• The problem
Skip any picture you find and retype all the remaining lines exactly.

# # #

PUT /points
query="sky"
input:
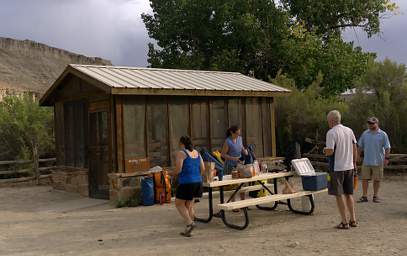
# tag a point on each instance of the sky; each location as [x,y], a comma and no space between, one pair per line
[113,29]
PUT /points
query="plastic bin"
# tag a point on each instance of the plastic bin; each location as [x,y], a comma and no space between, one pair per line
[311,180]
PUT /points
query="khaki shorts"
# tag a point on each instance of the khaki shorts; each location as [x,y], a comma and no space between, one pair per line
[372,172]
[340,182]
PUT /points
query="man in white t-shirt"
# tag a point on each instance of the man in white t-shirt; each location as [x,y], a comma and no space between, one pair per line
[341,148]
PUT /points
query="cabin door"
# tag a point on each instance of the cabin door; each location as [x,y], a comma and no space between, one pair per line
[98,135]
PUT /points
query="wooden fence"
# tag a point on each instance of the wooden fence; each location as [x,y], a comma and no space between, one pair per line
[397,162]
[24,168]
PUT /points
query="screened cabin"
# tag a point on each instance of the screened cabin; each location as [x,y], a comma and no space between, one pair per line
[106,117]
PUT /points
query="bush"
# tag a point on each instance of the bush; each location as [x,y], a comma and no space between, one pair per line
[24,127]
[303,114]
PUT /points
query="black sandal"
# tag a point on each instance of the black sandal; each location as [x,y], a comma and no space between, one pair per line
[363,199]
[188,230]
[343,226]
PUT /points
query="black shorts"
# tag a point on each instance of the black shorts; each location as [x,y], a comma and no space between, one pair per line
[189,191]
[340,182]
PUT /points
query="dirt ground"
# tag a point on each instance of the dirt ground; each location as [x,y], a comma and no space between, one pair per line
[42,221]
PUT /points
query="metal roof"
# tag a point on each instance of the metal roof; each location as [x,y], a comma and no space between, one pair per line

# # #

• Answer to the task
PUT /points
query="sky"
input:
# tag a point on each instance of the sky; each location as [x,y], a comma and no space between, one pair per line
[113,29]
PUT /points
query="plastic bin"
# tag a point on each instance of the plastic bin; each location as [x,y], a comma and no space between, one pair per line
[311,180]
PUT /points
query="khaki shorts"
# tag a point on each instance of the khaki shorts; each location as [x,y], a comma and no space between, one pair per line
[372,172]
[340,182]
PUT /points
query="man in white t-shirt"
# tag a point on each instance of the man in white t-shirt; each location as [x,y], a comma and no space between, one pair per line
[341,148]
PUT /points
query="cabin door"
# tag a point on each instance of the cabin door; each location as [x,y], a comma and no space between, one pair per line
[98,135]
PUT /points
query="wooden fence"
# tag a point on each instance of the wooden fence; each location as [x,y], a comma and no space between, one pair per line
[397,162]
[24,168]
PUT /points
query="screened cabin"
# tag a point on each instance of the screened cabin; each location as [x,y], a comma and no space between, one pair per line
[106,117]
PUT /points
query="bush"
# tag a point on each instance of the bush; each location as [x,y], a comma and no space between, one pair per line
[24,127]
[303,114]
PUT /points
query="black sandal"
# tag a point on each instance of the black sandal; each location as [x,y], a comma and no space between, one pair per line
[363,199]
[188,230]
[343,226]
PUT /points
query="black shorts"
# tag a point on each instance of the black shorts; each location as [x,y], a comma and no space between, one pair per line
[189,191]
[340,182]
PUT /points
query="dirt ground"
# tag a point on each instance of the dirt ground; each location as [x,y], a comma and no space between, one pair per line
[42,221]
PUT /points
query="metal roof"
# tag a point on each instance of the metal roof; each location as [x,y], a comma and no space between, one pair per line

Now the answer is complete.